___ Tekstgedeelte ___

3. Hoogwaardig Handhaven voor 2008 en verder

 

3.1. Inleiding

Handhaving volgens het concept hoogwaardig handhaven is een voortdurend proces van verbetering van de uitvoeringspraktijk. Vragen die we onszelf steeds moeten stellen zijn:

  • -

    kan de deskundigheid en professionaliteit van het eigen personeel nog worden verbeterd (gesprekstechniek, dienstverlening, fraude-alertheid)?

  • -

    kan de dienstverlening naar de cliënt toe nog verbeterd worden? (weten we eigenlijk wel welke drempels de cliënt ondervindt bij het nakomen van de regels, kunnen we die drempels wegnemen?)

  • -

    maken we optimaal gebruik van het instrumentarium dat ons ten dienste staat?

  • -

    maken we wel optimaal gebruik van de mogelijkheid om zelf de benodigde informatie te verkrijgen, voordat we bij cliënt aankloppen?

  • -

    voldoet de informatieverstrekking aan de cliënt aan de gestelde doelen (m.a.w. begrijpt cliënt de regels, blijft het hangen, weet hij wat hij moet doen, weet hij wat de gevolgen zijn als hij de regels overtreedt)?

     

3.2. Welke informatie verstrekken?

Handhaving begint bij het informeren van de cliënt. Als (toekomstige) ontvanger van bijstand moet je weten welke verplichtingen gelden en hoe je daar op de juiste wijze aan kunt voldoen. Behalve de informatie over de regels en verplichtingen is het ook van belang de klant te informeren dat de naleving van regels wordt gecontroleerd, hoe dat gebeurt (in grote lijnen) en welke consequenties er zijn verbonden aan het overtreden van de regels.

 

Informatievoorziening aan de poort

Net als in de periode voor 2007 wordt nadrukkelijk aandacht besteed aan voorlichting wanneer mensen een uitkering komen aanvragen. Niet alleen wordt informatie verstrekt over de rechten, maar ook de plichten verbonden aan het ontvangen van een uitkering worden benadrukt. Tevens wordt gewezen op de informatieplicht van de aanvrager, de controleplicht van de gemeente en op de gevolgen van het onrechtmatig ontvangen van bijstand. Ter ondersteuning wordt aan iedere aanvrager van een uitkering in samenwerking met het CWI ontwikkelde voorlichtingsbrochure afgegeven. De brochure is mede toegesneden op het handhavingaspect.

___

[Opdrachtinstructies]
**A)** Met welke organisatie is volgens de tekst over hoogwaardig handhaven de voorlichtingsbrochure ontwikkeld die elke aanvrager van een uitkering krijgt?
**B)** Zet de tekst over hoogwaardig handhaven voort na de laatste zin.
Het materiaal komt uit een andere bron dan deze tekst.

___ Onderzochte gegevens ___

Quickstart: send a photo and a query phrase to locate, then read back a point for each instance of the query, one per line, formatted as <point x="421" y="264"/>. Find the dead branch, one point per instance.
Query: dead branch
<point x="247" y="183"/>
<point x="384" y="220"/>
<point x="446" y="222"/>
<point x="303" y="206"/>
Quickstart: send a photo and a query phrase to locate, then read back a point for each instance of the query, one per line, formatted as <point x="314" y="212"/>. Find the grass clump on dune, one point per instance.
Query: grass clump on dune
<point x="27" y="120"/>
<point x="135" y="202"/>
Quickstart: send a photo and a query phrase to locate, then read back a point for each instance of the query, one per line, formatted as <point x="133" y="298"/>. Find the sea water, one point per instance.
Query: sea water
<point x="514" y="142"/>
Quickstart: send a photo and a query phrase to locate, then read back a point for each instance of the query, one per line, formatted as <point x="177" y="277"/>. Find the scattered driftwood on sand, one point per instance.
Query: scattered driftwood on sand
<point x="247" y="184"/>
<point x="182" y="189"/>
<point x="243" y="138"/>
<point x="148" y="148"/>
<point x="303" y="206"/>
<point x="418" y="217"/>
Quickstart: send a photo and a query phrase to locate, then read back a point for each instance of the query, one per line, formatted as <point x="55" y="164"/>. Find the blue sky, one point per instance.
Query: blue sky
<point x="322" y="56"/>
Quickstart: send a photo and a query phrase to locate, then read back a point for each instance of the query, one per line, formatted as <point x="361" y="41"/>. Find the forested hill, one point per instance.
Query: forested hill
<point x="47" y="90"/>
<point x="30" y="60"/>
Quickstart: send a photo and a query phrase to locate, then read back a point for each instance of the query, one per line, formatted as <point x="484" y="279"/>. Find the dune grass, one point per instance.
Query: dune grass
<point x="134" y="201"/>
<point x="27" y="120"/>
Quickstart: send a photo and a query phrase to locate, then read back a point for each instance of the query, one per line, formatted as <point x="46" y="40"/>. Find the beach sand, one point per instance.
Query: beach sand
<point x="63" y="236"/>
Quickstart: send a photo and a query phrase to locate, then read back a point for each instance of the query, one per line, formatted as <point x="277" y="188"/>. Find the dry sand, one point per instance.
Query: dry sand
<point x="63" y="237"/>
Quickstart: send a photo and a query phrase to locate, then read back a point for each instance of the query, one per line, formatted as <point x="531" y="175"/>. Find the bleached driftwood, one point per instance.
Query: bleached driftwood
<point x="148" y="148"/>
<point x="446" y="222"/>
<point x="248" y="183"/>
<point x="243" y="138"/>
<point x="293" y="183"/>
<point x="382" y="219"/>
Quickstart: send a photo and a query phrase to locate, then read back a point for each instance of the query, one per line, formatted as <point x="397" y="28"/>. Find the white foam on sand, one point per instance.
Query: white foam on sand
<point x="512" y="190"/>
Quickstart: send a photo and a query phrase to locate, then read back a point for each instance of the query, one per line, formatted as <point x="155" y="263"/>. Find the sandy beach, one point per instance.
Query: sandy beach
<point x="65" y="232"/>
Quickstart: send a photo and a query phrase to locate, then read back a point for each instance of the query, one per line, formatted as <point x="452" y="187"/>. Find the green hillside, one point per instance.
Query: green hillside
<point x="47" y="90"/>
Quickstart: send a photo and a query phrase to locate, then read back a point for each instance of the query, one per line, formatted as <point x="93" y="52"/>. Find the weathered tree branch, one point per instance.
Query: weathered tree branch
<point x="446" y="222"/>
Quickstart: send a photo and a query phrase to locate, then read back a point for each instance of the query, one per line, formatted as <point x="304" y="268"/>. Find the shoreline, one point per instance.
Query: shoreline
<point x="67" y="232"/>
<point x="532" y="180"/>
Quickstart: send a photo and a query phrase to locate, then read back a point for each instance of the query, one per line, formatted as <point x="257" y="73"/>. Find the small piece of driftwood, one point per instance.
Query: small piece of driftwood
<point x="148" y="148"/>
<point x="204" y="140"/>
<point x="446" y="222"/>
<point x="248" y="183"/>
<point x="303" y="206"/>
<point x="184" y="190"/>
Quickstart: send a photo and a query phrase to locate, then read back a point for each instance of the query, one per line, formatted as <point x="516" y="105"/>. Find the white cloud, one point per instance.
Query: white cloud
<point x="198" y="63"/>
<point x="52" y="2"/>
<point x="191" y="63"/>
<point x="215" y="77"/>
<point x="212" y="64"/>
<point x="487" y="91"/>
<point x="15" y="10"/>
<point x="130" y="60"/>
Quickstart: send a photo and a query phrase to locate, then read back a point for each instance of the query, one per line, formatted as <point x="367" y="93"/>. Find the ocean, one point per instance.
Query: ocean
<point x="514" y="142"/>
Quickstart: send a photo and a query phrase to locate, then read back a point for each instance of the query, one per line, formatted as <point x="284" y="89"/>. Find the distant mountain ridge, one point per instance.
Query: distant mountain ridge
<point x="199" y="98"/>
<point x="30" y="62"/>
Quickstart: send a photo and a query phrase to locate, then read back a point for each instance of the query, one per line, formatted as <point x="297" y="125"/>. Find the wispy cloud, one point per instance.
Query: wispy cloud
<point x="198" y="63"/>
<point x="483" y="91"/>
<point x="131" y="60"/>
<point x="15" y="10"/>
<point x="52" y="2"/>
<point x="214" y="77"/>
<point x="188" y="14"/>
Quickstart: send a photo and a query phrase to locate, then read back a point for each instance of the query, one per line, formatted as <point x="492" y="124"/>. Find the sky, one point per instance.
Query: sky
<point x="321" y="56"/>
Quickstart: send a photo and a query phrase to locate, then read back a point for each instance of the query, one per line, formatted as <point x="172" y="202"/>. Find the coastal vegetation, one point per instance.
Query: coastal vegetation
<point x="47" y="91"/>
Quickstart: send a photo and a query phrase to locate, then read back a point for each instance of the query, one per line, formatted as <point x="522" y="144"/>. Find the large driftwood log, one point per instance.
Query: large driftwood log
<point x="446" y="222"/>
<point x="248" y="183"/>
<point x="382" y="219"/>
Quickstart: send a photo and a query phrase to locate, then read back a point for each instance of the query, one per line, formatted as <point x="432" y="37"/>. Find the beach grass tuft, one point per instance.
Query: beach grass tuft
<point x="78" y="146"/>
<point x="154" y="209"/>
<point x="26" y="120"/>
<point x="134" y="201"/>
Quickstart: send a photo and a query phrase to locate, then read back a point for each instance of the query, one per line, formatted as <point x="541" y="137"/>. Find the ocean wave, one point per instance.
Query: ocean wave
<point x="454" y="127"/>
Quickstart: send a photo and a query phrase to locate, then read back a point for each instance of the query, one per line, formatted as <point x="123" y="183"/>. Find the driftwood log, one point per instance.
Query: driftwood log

___

[Verwachte resultaten]
**A)** In samenwerking met het CWI.

**B)**
 

Nieuw: tijdens intakegesprek wijzen op gegevensvergelijking

Het is belangrijk dat de cliënt tijdens het intakegesprek wordt geïnformeerd over zijn rechten en plichten. Het is van belang om de cliënt in het gesprek ook te wijzen op het feit dat zijn gegevens worden gecontroleerd en welke instrumenten daarvoor gebruikt (kunnen) worden: Suwinet-Inkijk, DKD, GBA, Kadaster-online, Inlichtingenbureau (vermogenssignalen, witte inkomsten, eerstedagsmeldingen, gegevens Informatie en Beheer Groep), huisbezoek, administratief vooronderzoek. Ook zal hier in de Nieuwsbrief aandacht aan worden besteed. Openheid en duidelijkheid bij de gemeente bevordert een open opstelling van de cliënt.

 

Daarnaast moet het voor alle klanten duidelijk zijn wat de gevolgen zullen zijn van het niet nakomen van verplichtingen. In de voorlichting moet het handhavingsbeleid op een simpele en begrijpelijke manier worden uitgelegd. Hoe wordt het recht op uitkering vastgesteld, gecontroleerd en welke verplichting brengt dat met zich mee voor de cliënt en voor de dienst? Op al deze vragen moet een duidelijk antwoord zijn. Begrippen als samenwonen en economische verstrengeling worden toegelicht. Aan cliënten wordt de basis voor het normbedrag van hun uitkering in de beschikking verklaard. Daarbij wordt uitgelegd dat alle inkomsten worden aangevuld. Tot slot wordt ook aangegeven welke dienstverlening de klant van de gemeente kan verwachten, op het gebied van de bijstandsuitkering, minimabeleid en overige zaken die relevant kunnen zijn.

 

3.3. Wanneer informatie verstrekken?

Informatie moet tijdig aan de cliënt worden verstrekt. Ook is het zaak waar nodig de informatie regelmatig te herhalen. Tot slot is voorlichting aan cliënten nodig op het moment dat er wijzigingen optreden in de situatie van de cliënt, als er wijzigingen zijn in de rechten en de plichten van de cliënt of wanneer er procedures veranderen.

Dit betekent dat cliënten in alle gevallen bij de start van hun uitkering geïnformeerd moeten worden over de rechten en plichten die aan de uitkering zijn verbonden. Deze informatie moet periodiek worden herhaald (in wisselende vormen).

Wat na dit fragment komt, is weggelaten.